Restate every entry word for word.

▽

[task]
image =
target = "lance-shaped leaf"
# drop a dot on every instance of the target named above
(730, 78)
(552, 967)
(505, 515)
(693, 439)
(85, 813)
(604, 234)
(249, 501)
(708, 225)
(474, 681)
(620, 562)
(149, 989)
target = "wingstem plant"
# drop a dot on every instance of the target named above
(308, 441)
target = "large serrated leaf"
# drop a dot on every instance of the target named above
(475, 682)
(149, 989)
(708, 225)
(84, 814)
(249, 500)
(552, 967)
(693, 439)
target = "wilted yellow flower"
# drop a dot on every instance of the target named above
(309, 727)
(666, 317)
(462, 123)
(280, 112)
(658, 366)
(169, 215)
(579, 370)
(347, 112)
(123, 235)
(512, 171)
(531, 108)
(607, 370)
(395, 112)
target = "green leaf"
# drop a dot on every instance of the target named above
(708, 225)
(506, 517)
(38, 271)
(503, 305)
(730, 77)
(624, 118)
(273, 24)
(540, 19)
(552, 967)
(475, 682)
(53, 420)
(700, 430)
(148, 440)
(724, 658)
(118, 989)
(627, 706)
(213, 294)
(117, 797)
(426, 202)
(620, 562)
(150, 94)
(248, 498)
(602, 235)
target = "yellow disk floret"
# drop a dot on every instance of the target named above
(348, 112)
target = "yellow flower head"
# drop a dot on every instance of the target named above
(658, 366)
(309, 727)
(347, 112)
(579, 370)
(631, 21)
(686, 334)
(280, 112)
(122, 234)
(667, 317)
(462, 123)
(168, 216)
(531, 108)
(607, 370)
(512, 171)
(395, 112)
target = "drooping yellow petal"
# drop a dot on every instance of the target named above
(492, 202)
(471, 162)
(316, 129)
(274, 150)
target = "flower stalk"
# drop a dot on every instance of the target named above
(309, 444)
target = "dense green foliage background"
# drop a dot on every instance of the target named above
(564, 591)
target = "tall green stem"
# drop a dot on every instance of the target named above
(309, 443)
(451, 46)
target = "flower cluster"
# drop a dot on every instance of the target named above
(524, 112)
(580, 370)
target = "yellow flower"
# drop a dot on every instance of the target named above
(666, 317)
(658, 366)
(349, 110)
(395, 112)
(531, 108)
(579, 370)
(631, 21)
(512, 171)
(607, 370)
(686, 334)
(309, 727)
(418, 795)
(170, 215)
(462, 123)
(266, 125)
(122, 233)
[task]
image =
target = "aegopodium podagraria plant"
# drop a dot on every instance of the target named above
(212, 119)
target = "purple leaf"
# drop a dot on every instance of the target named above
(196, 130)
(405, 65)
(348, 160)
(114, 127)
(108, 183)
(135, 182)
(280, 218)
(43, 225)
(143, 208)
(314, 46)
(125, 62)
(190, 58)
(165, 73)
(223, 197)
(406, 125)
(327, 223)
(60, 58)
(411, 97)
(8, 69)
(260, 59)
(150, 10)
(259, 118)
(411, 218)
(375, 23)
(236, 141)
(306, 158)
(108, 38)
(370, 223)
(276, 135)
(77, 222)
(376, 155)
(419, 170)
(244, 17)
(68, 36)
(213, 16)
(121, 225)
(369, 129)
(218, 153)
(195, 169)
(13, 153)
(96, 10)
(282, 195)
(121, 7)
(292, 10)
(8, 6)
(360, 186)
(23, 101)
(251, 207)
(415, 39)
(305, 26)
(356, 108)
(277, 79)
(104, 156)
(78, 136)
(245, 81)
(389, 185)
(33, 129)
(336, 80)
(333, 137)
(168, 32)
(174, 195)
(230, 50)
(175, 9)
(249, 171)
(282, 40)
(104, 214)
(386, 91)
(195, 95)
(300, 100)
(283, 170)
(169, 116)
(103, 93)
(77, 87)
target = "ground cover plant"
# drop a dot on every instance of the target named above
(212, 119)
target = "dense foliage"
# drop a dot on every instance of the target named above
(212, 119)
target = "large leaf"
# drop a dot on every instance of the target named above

△

**Written answer**
[task]
image =
target = "lance-shaped leaf"
# drop a dot on every instance of the target named above
(730, 78)
(552, 967)
(505, 515)
(693, 439)
(85, 813)
(604, 234)
(249, 501)
(708, 225)
(474, 681)
(620, 562)
(149, 989)
target = "wingstem plant"
# drop a dot on every instance of the target named above
(308, 441)
target = "large serrated leaf"
# drop a dot on every instance of the target named above
(475, 682)
(149, 989)
(708, 225)
(84, 814)
(249, 500)
(552, 967)
(693, 439)
target = "wilted yellow flower"
# drop a dot on every instance of the target named above
(309, 727)
(666, 317)
(462, 123)
(280, 112)
(658, 366)
(169, 215)
(579, 370)
(347, 112)
(123, 235)
(512, 171)
(531, 108)
(607, 370)
(395, 112)
target = "green leaf"
# drop a dot on every instance of the target named above
(708, 225)
(506, 517)
(38, 271)
(503, 305)
(730, 77)
(624, 118)
(273, 24)
(540, 19)
(552, 967)
(475, 682)
(53, 420)
(700, 430)
(148, 440)
(724, 658)
(118, 989)
(627, 706)
(213, 294)
(117, 797)
(426, 202)
(620, 562)
(150, 94)
(248, 498)
(602, 235)
target = "yellow disk floret"
# drop a dot on every instance of the target named above
(348, 112)
target = "yellow flower head"
# drop a dot on every instance of the target named above
(658, 366)
(309, 727)
(347, 112)
(579, 370)
(631, 21)
(686, 334)
(280, 112)
(122, 234)
(667, 317)
(462, 123)
(168, 216)
(531, 108)
(607, 370)
(512, 171)
(395, 112)
target = "drooping yellow petal"
# drop a dot on every instance of the target named above
(492, 202)
(471, 162)
(316, 129)
(274, 150)
target = "flower stalk"
# drop a dot on every instance of the target named above
(309, 444)
target = "dense green foliage background"
# drop a dot on every instance of the target named above
(564, 591)
target = "tall green stem"
# drop a dot on every instance of the target named above
(309, 443)
(451, 46)
target = "flower cluster"
# drop a dot on every instance of the target named above
(524, 112)
(580, 370)
target = "yellow flower"
# drop a dot on every instance of the target named above
(666, 317)
(658, 366)
(349, 110)
(395, 112)
(531, 108)
(579, 370)
(631, 21)
(512, 171)
(607, 370)
(686, 334)
(309, 727)
(418, 795)
(170, 215)
(462, 123)
(266, 125)
(122, 233)
[task]
image =
target = "aegopodium podagraria plant"
# drop a dot on every instance of the target named above
(212, 119)
target = "purple leaf"
# drop a dot on every instance of the target named above
(196, 130)
(405, 65)
(348, 160)
(114, 127)
(108, 183)
(135, 182)
(280, 218)
(43, 225)
(143, 208)
(314, 46)
(125, 62)
(190, 58)
(165, 73)
(223, 197)
(406, 125)
(327, 223)
(60, 58)
(411, 97)
(8, 69)
(260, 59)
(150, 10)
(259, 118)
(411, 218)
(375, 23)
(236, 141)
(306, 158)
(108, 38)
(370, 223)
(276, 135)
(77, 222)
(376, 155)
(419, 170)
(244, 17)
(68, 36)
(213, 16)
(121, 225)
(369, 129)
(218, 153)
(195, 169)
(13, 153)
(96, 10)
(282, 195)
(121, 7)
(292, 10)
(8, 6)
(360, 186)
(23, 101)
(251, 207)
(415, 39)
(305, 26)
(356, 108)
(277, 79)
(104, 156)
(78, 136)
(245, 81)
(389, 185)
(33, 129)
(336, 80)
(333, 137)
(168, 32)
(174, 195)
(230, 50)
(175, 9)
(249, 171)
(282, 40)
(104, 214)
(386, 91)
(195, 95)
(300, 100)
(283, 170)
(169, 116)
(103, 93)
(77, 87)
target = "ground cover plant"
# drop a dot on every instance of the target named above
(212, 119)
target = "dense foliage"
# drop a dot on every instance of the target named above
(212, 119)
target = "large leaf"
# drop a dot on every instance of the target named above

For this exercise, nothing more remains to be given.